-- START OF PROVIDED RECORDS --
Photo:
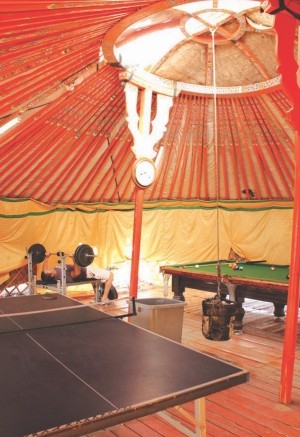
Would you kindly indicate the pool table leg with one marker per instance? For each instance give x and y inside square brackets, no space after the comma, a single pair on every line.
[239,314]
[178,288]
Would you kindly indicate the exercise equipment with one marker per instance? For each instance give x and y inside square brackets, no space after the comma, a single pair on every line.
[83,256]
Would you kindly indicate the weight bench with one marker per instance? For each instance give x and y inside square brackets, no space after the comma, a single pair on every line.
[61,285]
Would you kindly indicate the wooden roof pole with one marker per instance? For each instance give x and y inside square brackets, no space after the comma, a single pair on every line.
[285,25]
[144,129]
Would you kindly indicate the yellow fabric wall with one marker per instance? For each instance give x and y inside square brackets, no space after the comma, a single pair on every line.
[172,232]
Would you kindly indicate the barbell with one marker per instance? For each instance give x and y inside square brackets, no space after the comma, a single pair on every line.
[83,255]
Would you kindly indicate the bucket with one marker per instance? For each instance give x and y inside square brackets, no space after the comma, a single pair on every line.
[218,319]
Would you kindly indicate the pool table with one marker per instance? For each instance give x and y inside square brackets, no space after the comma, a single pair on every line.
[254,280]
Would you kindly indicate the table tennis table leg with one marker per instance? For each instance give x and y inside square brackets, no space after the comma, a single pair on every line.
[198,420]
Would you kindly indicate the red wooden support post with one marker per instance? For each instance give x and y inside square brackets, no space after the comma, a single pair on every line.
[291,323]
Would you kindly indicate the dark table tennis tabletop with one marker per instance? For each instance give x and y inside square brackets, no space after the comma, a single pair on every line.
[69,369]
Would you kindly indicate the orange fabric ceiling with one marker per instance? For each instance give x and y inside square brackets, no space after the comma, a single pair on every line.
[73,144]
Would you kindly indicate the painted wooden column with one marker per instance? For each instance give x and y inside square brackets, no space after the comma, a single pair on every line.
[144,130]
[285,26]
[146,134]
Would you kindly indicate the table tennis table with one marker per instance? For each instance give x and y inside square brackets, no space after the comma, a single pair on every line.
[68,369]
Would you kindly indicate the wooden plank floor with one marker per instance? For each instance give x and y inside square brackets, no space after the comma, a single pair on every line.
[248,410]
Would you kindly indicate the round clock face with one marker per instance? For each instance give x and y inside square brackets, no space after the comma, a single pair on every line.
[144,172]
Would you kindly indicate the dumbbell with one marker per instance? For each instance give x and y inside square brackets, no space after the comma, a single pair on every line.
[83,255]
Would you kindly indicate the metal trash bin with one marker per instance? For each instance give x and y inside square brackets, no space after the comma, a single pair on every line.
[159,315]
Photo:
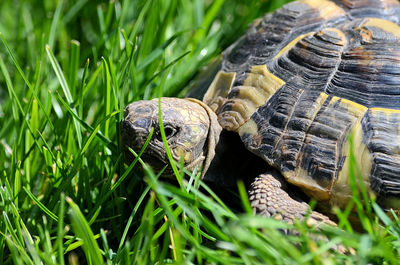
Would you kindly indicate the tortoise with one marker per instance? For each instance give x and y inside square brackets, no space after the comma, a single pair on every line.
[307,89]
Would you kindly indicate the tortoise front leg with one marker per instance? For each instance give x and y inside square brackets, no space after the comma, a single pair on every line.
[268,198]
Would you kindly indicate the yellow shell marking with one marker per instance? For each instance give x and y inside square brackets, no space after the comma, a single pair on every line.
[257,89]
[291,44]
[300,177]
[341,191]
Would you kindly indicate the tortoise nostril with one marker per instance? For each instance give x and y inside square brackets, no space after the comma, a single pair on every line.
[169,132]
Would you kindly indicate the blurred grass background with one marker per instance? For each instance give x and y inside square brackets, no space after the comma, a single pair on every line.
[67,70]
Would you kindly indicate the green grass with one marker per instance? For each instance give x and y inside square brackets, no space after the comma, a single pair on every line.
[67,69]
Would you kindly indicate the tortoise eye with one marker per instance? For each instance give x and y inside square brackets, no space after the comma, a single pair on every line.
[169,132]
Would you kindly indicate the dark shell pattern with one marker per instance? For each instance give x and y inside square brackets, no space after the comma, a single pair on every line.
[314,83]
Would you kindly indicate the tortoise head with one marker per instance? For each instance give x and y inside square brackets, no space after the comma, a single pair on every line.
[191,129]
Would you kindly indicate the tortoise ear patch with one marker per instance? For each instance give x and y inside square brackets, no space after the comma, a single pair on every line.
[219,89]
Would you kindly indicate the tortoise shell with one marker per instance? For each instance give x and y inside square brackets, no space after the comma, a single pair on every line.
[313,82]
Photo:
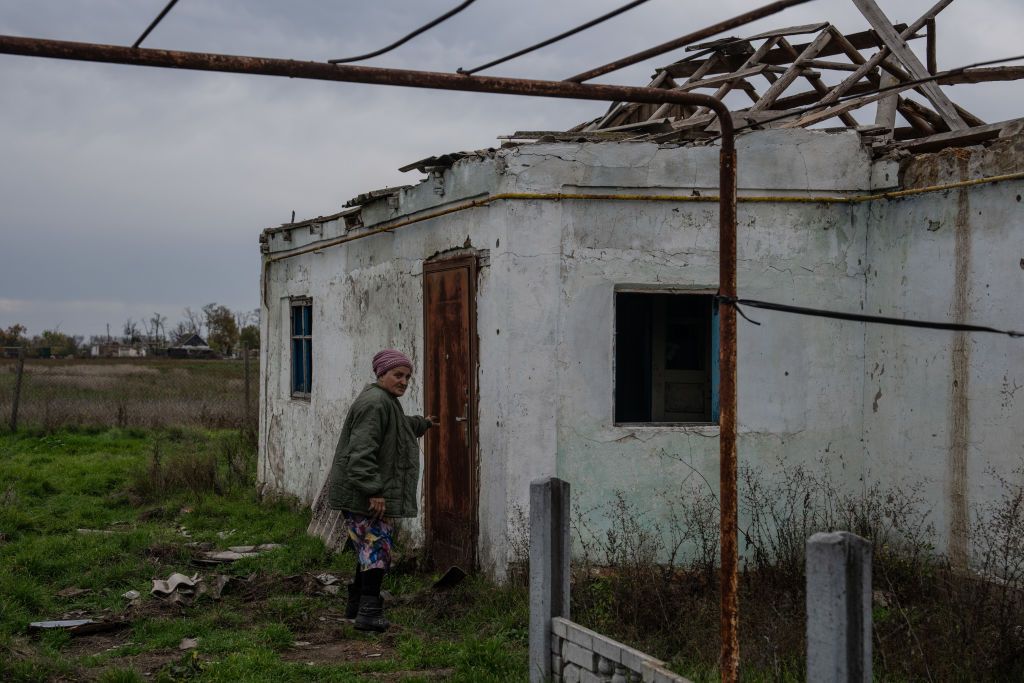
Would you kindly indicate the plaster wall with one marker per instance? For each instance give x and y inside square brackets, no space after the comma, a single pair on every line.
[944,410]
[546,319]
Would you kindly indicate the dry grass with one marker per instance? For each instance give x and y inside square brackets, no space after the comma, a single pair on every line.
[931,621]
[128,392]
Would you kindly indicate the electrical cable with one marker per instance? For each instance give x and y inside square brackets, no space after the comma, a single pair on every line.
[860,317]
[549,41]
[401,41]
[155,22]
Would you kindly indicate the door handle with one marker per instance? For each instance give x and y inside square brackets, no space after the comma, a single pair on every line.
[465,418]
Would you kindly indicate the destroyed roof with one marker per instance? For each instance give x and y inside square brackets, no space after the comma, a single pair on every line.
[842,73]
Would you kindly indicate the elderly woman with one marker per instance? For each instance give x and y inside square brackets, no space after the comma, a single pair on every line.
[373,480]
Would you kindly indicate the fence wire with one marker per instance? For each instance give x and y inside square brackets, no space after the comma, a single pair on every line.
[129,392]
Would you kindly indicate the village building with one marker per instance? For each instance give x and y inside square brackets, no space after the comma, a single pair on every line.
[557,295]
[190,346]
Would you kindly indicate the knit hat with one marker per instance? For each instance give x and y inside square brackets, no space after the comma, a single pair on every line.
[388,359]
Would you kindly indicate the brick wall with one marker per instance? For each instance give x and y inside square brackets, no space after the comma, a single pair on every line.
[581,655]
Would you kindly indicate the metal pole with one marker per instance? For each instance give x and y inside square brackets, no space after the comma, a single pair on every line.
[727,412]
[17,388]
[561,89]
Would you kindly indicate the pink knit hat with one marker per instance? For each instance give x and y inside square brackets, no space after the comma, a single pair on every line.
[388,359]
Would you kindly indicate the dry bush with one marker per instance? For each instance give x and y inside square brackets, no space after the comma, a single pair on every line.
[931,622]
[193,470]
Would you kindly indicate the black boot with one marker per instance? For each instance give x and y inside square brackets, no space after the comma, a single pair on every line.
[352,606]
[371,614]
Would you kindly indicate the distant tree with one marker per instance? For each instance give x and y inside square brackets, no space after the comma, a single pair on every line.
[179,331]
[58,343]
[249,336]
[158,323]
[13,336]
[194,322]
[154,328]
[131,332]
[222,333]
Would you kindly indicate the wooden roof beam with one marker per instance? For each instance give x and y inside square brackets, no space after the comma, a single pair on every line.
[895,42]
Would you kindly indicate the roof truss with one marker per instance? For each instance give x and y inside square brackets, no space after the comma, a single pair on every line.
[842,74]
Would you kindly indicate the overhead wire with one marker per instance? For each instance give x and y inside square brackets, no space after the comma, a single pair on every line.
[153,25]
[554,39]
[861,317]
[401,41]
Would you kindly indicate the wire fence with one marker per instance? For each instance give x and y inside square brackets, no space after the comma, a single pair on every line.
[45,393]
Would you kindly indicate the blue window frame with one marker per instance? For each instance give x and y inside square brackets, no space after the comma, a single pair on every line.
[666,357]
[302,347]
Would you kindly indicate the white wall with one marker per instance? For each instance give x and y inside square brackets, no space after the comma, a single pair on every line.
[936,412]
[807,385]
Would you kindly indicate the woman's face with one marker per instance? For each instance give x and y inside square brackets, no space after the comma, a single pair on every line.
[395,381]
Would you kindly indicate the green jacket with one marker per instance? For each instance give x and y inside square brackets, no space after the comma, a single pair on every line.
[377,456]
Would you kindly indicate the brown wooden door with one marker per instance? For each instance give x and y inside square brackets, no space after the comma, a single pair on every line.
[450,389]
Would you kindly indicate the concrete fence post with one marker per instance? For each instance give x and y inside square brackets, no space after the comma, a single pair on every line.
[549,568]
[839,608]
[246,427]
[17,388]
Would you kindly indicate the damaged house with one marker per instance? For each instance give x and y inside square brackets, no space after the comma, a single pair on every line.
[557,295]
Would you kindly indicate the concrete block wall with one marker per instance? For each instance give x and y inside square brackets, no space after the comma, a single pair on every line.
[582,655]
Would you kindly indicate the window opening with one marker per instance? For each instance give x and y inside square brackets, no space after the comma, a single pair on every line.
[666,357]
[302,347]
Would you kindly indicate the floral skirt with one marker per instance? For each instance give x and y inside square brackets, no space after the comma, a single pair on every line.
[372,539]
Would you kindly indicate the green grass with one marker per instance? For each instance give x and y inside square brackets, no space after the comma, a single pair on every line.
[53,484]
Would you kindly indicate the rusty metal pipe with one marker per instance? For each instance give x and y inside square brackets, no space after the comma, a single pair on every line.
[561,89]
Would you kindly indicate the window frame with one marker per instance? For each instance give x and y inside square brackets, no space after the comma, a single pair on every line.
[714,375]
[300,347]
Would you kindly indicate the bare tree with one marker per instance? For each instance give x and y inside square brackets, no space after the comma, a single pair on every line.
[131,331]
[194,321]
[158,323]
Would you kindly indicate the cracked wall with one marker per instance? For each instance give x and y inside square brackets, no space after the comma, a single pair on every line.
[943,411]
[865,402]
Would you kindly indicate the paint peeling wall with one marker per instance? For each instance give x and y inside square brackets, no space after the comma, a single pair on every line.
[945,409]
[851,399]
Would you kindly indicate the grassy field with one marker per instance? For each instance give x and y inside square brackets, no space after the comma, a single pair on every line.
[141,498]
[128,392]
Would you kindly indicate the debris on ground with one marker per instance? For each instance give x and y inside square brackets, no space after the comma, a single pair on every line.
[77,627]
[178,588]
[453,577]
[233,553]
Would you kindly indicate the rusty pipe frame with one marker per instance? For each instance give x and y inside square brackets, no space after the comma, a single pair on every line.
[560,89]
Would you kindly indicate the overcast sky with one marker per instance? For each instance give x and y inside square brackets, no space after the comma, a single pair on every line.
[126,190]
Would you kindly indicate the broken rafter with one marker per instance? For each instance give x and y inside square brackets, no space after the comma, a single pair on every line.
[895,43]
[864,68]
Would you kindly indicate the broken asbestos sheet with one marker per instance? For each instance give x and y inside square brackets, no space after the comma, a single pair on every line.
[233,553]
[178,588]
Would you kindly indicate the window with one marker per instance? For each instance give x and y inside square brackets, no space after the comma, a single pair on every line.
[302,347]
[666,357]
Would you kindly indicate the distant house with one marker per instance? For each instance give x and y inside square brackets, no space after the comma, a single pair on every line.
[190,346]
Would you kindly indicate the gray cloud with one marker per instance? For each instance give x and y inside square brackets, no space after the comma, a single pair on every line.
[128,189]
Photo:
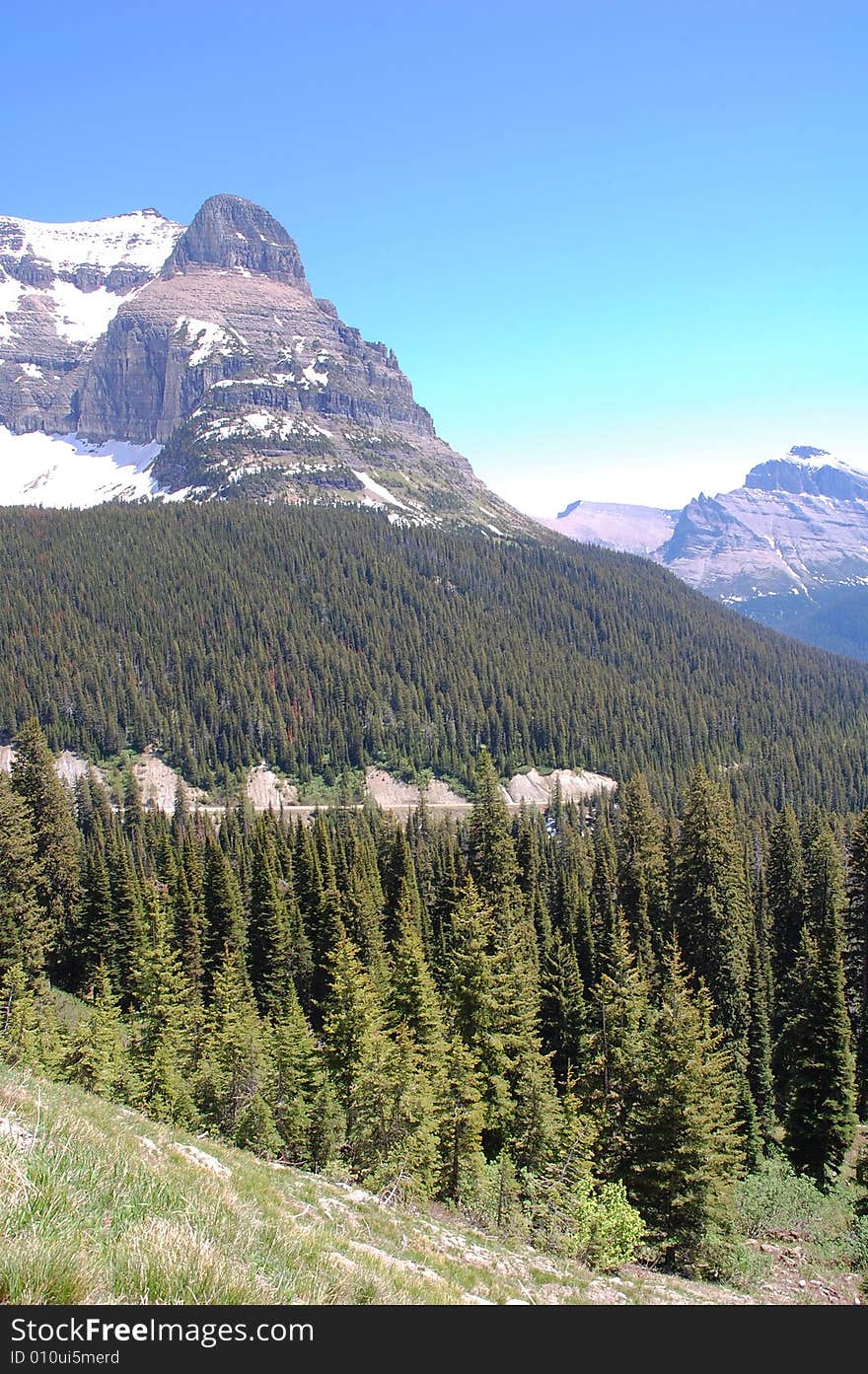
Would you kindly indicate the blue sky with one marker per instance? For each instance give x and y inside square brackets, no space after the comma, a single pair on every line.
[618,248]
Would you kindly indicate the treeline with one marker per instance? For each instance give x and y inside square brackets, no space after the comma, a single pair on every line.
[328,639]
[594,1024]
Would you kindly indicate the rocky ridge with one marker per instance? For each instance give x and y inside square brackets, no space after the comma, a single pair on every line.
[790,547]
[265,790]
[216,367]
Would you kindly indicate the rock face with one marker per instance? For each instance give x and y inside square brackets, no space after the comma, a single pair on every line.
[788,548]
[213,346]
[59,287]
[633,530]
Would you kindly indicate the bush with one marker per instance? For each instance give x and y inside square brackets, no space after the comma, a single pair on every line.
[583,1219]
[777,1201]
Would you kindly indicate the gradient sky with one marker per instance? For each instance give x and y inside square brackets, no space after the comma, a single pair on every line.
[618,248]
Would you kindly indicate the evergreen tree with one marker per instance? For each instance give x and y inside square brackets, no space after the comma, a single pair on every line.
[25,926]
[786,902]
[713,925]
[686,1153]
[224,916]
[820,1086]
[562,1006]
[97,1056]
[54,832]
[167,1024]
[615,1055]
[643,889]
[605,892]
[235,1066]
[305,1107]
[124,937]
[386,1098]
[29,1031]
[857,958]
[268,929]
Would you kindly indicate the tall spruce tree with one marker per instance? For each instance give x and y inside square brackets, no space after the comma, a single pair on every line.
[55,837]
[857,958]
[641,871]
[815,1045]
[713,923]
[25,926]
[786,904]
[686,1150]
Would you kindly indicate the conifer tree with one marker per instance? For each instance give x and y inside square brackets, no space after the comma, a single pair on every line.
[615,1055]
[54,832]
[786,904]
[643,889]
[686,1152]
[490,848]
[29,1031]
[385,1095]
[124,940]
[305,1105]
[25,926]
[461,1135]
[472,992]
[97,1056]
[605,892]
[235,1066]
[188,929]
[562,1006]
[711,921]
[819,1084]
[856,964]
[167,1023]
[760,1049]
[268,929]
[224,916]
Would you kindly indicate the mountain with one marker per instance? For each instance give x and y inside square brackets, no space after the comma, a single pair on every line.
[327,640]
[788,548]
[142,357]
[633,530]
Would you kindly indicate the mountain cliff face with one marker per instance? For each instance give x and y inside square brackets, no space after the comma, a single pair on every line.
[203,357]
[790,547]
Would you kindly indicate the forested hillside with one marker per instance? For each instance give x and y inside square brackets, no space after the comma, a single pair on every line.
[323,639]
[592,1031]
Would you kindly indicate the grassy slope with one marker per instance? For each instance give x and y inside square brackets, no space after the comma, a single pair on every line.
[99,1205]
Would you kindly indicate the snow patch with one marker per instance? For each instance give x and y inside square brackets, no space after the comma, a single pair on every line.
[142,238]
[209,338]
[65,470]
[311,374]
[10,297]
[81,317]
[377,489]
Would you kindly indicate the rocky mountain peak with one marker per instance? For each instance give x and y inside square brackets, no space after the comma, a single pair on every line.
[809,471]
[230,233]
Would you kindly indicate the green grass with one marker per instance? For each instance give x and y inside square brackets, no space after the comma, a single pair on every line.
[101,1205]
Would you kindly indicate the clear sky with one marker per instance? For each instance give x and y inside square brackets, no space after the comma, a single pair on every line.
[618,248]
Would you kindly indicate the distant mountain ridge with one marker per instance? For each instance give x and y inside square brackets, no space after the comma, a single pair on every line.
[790,547]
[142,357]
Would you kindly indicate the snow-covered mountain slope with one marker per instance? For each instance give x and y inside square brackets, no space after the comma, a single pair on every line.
[63,470]
[634,530]
[207,346]
[60,285]
[790,547]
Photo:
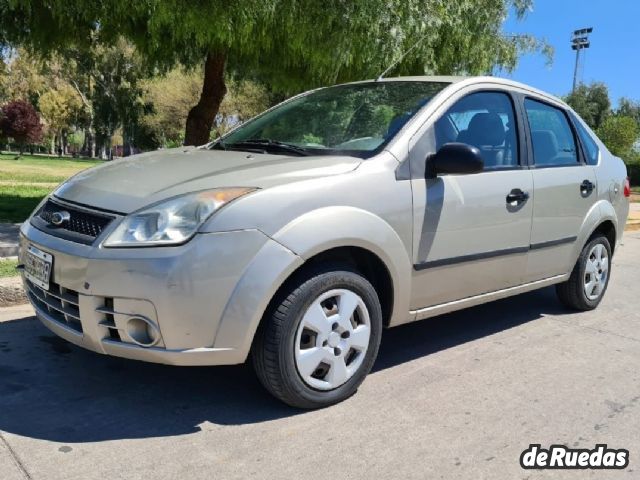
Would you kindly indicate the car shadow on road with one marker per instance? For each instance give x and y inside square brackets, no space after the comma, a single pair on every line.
[55,391]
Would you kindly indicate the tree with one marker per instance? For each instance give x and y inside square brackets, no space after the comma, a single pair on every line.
[289,44]
[629,108]
[61,108]
[19,121]
[618,133]
[22,77]
[591,102]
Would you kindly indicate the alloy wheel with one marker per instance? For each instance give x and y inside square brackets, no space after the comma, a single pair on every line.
[332,339]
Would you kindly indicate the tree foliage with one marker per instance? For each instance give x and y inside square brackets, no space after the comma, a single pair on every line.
[619,133]
[591,102]
[19,121]
[61,107]
[291,44]
[169,98]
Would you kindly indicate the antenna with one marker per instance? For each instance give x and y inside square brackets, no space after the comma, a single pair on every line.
[401,58]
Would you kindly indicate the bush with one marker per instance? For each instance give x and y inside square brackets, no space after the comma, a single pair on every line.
[633,167]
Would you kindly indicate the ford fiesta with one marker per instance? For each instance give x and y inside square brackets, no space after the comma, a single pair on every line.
[303,233]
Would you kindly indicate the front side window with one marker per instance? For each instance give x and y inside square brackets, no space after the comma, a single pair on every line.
[551,135]
[589,144]
[485,120]
[356,119]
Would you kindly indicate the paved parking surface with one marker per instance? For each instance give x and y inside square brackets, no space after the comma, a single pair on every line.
[459,396]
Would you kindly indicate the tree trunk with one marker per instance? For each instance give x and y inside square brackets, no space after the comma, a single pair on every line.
[201,117]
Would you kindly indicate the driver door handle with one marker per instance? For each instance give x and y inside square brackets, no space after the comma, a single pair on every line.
[517,196]
[586,187]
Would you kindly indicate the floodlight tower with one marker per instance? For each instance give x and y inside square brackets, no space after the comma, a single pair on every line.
[579,41]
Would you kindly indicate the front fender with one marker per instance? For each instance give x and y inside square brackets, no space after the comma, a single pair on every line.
[342,226]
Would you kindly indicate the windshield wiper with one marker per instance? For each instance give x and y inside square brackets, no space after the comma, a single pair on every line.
[265,144]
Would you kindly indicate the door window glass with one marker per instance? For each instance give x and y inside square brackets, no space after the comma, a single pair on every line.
[485,120]
[588,142]
[551,136]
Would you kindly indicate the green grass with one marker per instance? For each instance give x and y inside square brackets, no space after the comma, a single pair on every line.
[8,268]
[24,181]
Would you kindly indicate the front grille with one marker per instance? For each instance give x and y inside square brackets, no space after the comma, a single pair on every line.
[58,302]
[86,224]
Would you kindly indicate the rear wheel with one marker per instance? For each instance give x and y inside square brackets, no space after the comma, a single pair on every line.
[590,276]
[320,340]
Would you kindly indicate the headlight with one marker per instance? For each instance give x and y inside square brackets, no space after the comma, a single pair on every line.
[173,221]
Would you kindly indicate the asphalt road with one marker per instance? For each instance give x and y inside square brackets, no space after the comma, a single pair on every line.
[460,396]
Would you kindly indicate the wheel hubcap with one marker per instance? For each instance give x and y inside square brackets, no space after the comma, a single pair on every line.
[596,272]
[332,339]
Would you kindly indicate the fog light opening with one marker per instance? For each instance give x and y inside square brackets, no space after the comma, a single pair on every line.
[142,331]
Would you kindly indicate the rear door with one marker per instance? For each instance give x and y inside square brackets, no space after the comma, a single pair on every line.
[564,186]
-- END OF PROVIDED RECORDS --
**PROMPT**
Repeat, with no changes, each line from the one with "Would you kindly indicate the asphalt" to the end of the listing, including both ends and nothing else.

**WRITTEN ANSWER**
Would you kindly indicate the asphalt road with one marker per instance? For each instance give x and y inside square brackets, no space after the comma, a single pair on every line.
[460,396]
Would you kindly indicate the wheel hubcap with one marker per instance? For each instance give x and y inside square brackets, no space after the comma, a single pair on every line.
[596,272]
[332,339]
Would you kindly indicate the fog light opening with one marker per instance? For each instance give x and y inside square brackets, no space after the comma, a single pair on every line.
[142,331]
Would you kindly indicate the rear door with one marker per instance? For each instance give x and y inside square brackets, no space after the comma, a single pair on every line.
[564,186]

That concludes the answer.